= Written task =
Rewrite the entries from the line containing "Q: Returning coordinates formatted like [721,252], pin" through the end of the entries, changing "baseball glove" to "leather mitt" and leaving everything else unchanged.

Rows from a pointing dataset:

:::

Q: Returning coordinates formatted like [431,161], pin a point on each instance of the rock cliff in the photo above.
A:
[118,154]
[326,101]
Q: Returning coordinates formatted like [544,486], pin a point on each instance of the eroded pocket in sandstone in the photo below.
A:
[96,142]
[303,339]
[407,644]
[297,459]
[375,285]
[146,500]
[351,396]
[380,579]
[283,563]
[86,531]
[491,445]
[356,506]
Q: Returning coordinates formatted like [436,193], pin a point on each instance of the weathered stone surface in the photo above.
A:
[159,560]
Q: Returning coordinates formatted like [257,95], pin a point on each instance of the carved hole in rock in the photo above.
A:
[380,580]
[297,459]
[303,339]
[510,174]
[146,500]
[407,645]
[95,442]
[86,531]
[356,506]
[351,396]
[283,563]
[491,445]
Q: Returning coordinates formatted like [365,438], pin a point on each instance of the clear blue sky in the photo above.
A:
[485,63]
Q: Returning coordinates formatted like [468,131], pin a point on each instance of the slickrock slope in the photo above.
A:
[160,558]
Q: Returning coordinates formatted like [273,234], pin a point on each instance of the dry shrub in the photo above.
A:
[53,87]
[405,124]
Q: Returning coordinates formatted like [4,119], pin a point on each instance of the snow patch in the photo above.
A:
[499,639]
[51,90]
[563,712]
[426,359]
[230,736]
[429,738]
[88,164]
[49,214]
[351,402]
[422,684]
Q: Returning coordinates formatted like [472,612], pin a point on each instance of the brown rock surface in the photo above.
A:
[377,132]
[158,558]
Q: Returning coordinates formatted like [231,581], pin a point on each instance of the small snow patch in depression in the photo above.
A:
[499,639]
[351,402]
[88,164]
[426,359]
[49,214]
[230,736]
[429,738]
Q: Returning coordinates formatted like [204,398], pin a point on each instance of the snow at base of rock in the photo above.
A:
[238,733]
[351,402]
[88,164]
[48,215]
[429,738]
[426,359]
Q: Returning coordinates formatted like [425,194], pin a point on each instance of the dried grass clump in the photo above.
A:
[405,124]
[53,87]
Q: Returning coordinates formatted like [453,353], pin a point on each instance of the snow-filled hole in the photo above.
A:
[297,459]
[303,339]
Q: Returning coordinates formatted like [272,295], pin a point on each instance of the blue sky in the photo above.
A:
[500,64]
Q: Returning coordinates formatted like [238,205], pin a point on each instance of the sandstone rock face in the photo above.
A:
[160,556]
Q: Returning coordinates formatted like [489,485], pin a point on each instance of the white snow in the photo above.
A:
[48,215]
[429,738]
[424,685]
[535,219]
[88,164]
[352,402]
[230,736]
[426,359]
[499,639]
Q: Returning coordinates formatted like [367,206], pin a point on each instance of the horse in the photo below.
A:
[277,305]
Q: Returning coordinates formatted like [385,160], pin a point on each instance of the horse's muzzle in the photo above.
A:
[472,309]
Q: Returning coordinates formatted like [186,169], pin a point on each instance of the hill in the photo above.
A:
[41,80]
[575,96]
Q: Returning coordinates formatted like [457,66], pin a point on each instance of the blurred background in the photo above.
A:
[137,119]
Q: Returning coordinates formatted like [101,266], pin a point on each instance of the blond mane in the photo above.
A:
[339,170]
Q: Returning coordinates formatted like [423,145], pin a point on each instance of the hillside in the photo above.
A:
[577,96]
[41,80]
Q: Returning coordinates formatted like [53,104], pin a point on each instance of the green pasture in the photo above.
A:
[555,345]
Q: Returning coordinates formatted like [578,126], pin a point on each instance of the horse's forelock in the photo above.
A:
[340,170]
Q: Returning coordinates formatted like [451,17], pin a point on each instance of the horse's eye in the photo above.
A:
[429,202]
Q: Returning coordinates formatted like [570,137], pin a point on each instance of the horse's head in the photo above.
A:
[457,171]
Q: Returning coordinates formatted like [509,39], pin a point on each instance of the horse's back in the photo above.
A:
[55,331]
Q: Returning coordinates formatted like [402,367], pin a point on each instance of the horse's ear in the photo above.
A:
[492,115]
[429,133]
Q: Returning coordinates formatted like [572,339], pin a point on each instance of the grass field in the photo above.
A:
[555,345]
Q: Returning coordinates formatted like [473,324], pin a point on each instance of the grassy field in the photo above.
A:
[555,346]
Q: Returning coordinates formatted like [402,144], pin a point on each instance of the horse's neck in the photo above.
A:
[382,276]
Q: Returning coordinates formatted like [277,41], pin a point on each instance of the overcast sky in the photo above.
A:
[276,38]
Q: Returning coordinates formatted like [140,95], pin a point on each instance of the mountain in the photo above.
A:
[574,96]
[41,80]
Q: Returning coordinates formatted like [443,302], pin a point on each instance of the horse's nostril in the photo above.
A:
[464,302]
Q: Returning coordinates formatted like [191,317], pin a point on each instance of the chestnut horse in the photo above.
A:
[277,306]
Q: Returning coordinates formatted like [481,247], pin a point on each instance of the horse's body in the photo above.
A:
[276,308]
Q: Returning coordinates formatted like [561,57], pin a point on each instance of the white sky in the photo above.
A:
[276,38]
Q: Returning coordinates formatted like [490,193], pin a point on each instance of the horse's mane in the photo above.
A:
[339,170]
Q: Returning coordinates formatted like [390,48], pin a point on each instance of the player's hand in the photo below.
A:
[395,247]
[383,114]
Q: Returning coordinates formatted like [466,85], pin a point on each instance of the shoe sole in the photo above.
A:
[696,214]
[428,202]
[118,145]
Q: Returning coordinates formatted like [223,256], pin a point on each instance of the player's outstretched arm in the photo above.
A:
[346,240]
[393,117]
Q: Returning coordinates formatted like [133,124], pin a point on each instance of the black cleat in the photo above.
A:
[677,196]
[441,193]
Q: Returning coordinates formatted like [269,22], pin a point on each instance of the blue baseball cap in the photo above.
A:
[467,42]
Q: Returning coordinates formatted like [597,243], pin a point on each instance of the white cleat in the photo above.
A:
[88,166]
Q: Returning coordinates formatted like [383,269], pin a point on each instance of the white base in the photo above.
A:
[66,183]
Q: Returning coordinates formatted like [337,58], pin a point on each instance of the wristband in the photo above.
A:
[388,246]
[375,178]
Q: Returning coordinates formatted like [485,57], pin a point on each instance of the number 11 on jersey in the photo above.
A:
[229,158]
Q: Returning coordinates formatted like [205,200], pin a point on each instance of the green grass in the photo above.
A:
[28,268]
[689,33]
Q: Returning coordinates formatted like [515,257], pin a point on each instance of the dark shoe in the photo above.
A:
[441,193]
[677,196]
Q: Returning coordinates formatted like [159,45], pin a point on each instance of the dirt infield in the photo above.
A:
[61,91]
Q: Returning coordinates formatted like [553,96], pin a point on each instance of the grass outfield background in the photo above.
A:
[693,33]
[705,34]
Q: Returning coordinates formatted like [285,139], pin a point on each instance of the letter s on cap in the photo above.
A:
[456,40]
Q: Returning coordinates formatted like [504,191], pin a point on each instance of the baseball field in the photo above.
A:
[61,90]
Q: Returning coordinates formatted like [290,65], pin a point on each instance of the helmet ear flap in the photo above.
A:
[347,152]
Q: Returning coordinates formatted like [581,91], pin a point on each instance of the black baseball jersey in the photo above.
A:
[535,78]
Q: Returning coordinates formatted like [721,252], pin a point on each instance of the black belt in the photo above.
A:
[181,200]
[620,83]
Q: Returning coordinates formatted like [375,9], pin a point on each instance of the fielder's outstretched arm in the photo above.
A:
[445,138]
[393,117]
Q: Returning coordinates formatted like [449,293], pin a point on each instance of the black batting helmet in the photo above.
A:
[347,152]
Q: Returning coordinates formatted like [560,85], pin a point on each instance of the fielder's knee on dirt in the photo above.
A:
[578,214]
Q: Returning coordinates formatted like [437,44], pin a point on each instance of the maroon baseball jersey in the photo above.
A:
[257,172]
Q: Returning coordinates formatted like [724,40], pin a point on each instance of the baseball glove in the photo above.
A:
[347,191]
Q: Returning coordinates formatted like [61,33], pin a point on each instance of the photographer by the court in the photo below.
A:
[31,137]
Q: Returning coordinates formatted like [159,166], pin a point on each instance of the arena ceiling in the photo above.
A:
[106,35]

:::

= Result of this task =
Q: Returning coordinates formatted like [721,252], pin a point on each instance of the black belt in the photo above.
A:
[181,200]
[620,83]
Q: Returning coordinates formatted like [375,9], pin a point on each instance of the fielder's outstretched arm in the photo above.
A:
[445,138]
[393,117]
Q: Returning coordinates formatted like [449,293], pin a point on each instance of the black batting helmet in the photo above.
A:
[347,152]
Q: Returning coordinates formatted like [560,85], pin a point on each instance of the fielder's knee on dirt in the photo above.
A:
[578,214]
Q: Returning coordinates formatted like [437,44], pin a point on each instance of the maroon baseball jersey in the photo above.
A:
[257,172]
Q: Returning coordinates formatted like [724,40], pin a point on each instance of the leather mitt in the photo above.
A:
[347,191]
Q: Returning coordinates formatted like [61,33], pin a point on each instance of the photographer by the court in the photo below.
A:
[31,137]
Q: Returning coordinates formatted like [159,166], pin a point on each instance of the arena ceiling in the photo above.
A:
[106,35]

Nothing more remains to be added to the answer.